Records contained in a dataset
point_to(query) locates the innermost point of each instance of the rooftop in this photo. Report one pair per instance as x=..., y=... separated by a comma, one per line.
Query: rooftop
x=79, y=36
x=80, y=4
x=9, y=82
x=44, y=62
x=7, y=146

WHAT TO WORK ON
Without leaving anything out, quote all the data.

REPLY
point_to(query) locates the innermost point of each instance of the rooftop in this photo. Report one pair per instance as x=..., y=... separated by a comma, one per line.
Query: rooftop
x=79, y=36
x=80, y=4
x=9, y=82
x=44, y=62
x=7, y=146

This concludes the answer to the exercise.